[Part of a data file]
_ _ _ _

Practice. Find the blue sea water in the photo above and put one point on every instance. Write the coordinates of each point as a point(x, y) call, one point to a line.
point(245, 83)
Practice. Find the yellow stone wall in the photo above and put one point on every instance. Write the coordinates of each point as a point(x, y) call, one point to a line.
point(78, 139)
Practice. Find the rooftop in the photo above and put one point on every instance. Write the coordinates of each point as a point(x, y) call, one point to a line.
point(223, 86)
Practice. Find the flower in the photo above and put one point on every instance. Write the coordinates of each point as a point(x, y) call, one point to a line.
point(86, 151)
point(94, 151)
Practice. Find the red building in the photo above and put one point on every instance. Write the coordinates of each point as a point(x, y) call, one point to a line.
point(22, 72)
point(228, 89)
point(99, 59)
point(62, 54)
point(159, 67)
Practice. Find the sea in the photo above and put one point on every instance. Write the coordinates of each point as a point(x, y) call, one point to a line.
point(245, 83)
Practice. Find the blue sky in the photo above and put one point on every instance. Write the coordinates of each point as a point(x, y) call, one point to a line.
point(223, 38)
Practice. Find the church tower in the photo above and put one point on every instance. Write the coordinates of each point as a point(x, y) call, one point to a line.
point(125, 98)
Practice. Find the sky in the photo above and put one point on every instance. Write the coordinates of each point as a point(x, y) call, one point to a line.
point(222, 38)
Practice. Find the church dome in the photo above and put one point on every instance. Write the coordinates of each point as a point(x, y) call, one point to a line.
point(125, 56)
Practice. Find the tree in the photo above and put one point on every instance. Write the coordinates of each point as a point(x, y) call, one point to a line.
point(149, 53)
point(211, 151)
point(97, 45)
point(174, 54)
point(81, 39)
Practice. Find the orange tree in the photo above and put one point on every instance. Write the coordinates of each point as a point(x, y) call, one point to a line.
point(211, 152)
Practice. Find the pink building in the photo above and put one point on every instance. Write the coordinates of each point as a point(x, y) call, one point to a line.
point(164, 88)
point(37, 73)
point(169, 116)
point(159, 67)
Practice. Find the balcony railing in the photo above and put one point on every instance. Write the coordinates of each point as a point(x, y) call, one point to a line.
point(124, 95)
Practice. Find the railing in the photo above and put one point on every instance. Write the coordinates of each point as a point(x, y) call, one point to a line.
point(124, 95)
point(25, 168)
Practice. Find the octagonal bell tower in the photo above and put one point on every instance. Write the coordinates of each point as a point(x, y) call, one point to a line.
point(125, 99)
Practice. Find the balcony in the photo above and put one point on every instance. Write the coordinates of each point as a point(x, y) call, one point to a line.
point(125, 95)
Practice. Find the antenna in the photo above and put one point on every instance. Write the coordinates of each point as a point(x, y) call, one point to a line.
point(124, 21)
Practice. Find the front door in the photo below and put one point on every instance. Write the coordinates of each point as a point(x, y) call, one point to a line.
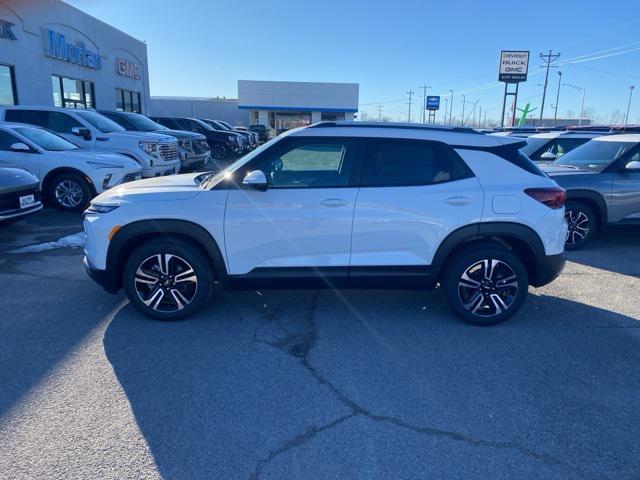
point(301, 225)
point(625, 194)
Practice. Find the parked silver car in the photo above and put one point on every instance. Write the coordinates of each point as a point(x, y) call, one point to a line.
point(19, 195)
point(602, 179)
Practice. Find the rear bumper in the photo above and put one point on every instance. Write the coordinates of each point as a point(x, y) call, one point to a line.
point(548, 268)
point(102, 277)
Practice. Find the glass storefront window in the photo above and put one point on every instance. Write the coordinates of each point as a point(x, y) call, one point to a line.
point(128, 101)
point(7, 86)
point(71, 93)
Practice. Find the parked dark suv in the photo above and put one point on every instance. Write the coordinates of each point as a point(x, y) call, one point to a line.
point(193, 147)
point(261, 130)
point(222, 144)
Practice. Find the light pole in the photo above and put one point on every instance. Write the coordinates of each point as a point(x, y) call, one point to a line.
point(584, 91)
point(555, 110)
point(451, 109)
point(626, 117)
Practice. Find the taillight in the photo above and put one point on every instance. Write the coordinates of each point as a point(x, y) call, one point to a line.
point(553, 197)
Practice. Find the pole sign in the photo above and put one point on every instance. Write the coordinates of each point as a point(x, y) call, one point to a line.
point(433, 102)
point(514, 66)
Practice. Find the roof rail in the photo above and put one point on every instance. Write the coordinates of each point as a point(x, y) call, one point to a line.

_ _ _ _

● Exercise description:
Edit the rows from the line containing "Practice. Find the glass" through the last row, inclusive, changing "light pole" to "street lamp" and leaving everything else unchanged.

● Exercise answer:
Practice. Find the glass storefront window in the photo above and put one point on every instance. Write the coordinates of each point as a point(x, y) call, one point to a line.
point(128, 101)
point(7, 86)
point(71, 93)
Practice. Find the parked dark suv in the photo above and put one point on every instance. Write the coordinates of each point as a point(x, y) call, one point to a line.
point(193, 147)
point(261, 130)
point(222, 144)
Practice. Find the street lamp in the photo above and put one point on every instance. Write the coordinates of each point as a point(x, y) call, one point to a line.
point(584, 91)
point(555, 110)
point(451, 109)
point(626, 117)
Practice. Find the taillight in the photo above and put one point on every instance. Write the coordinates of each point as a point(x, y) call, one point to a line.
point(553, 197)
Practice. Find the pole sign in the photo above and put one point on every instance. Write the coordinates of each point as a point(x, y) call, one point to a line.
point(433, 102)
point(514, 66)
Practice. Find the roof rail in the photo above and put one point on every instance. Write the coordinates of each point as a point(x, y) call, one point to a line.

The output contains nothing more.